RECORD SET:
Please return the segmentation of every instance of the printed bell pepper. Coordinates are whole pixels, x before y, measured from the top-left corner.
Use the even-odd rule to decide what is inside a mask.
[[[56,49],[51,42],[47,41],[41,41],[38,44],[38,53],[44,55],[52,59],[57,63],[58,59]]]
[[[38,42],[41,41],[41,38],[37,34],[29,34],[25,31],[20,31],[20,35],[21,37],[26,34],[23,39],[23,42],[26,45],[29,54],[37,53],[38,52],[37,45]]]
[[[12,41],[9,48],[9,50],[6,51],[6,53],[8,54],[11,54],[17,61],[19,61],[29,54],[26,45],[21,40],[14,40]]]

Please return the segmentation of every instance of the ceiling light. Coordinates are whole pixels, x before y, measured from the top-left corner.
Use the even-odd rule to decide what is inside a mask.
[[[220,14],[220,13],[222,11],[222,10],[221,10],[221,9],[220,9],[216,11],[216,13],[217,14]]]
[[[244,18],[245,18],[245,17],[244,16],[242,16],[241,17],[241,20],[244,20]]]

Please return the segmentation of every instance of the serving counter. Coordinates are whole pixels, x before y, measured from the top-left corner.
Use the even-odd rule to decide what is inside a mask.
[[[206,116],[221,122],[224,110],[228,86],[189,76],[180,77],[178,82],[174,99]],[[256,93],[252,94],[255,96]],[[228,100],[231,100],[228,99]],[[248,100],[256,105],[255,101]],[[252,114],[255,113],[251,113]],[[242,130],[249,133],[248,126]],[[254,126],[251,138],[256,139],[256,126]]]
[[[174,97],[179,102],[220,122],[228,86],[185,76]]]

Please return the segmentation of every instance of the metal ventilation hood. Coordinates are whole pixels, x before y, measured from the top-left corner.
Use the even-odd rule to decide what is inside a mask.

STATED EXERCISE: Reproduce the listing above exactly from the line containing "Please return the segmentation of every instance of the ceiling" through its last line, with both of those lines included.

ANSWER TO THIS TASK:
Please return the segmentation of every instance of the ceiling light. Coordinates are whole pixels, x before y, measured from the top-left corner.
Use the even-odd rule to decide what is inside a mask.
[[[220,14],[220,13],[222,11],[222,10],[221,10],[221,9],[220,9],[216,11],[216,13],[217,14]]]
[[[244,18],[245,18],[245,17],[244,16],[242,16],[241,17],[241,20],[244,20]]]

Please return the segmentation of every instance of the serving counter. Coordinates are whole pixels, x before y, measured from the top-left corner.
Use the even-odd rule to decide what is inside a mask.
[[[206,116],[221,122],[224,110],[228,86],[189,76],[180,77],[178,82],[174,99]],[[256,93],[252,94],[255,96]],[[228,100],[231,100],[228,99]],[[248,100],[256,105],[255,101]],[[252,114],[255,113],[251,113]],[[242,130],[249,133],[248,126]],[[254,126],[251,138],[256,139],[256,126]]]
[[[174,97],[179,102],[220,122],[228,86],[185,76]]]

Please return the segmentation of every instance of the metal ventilation hood. Coordinates are whole pixels, x before y, measured from the top-left corner.
Use the even-odd rule to decide what is inside a mask.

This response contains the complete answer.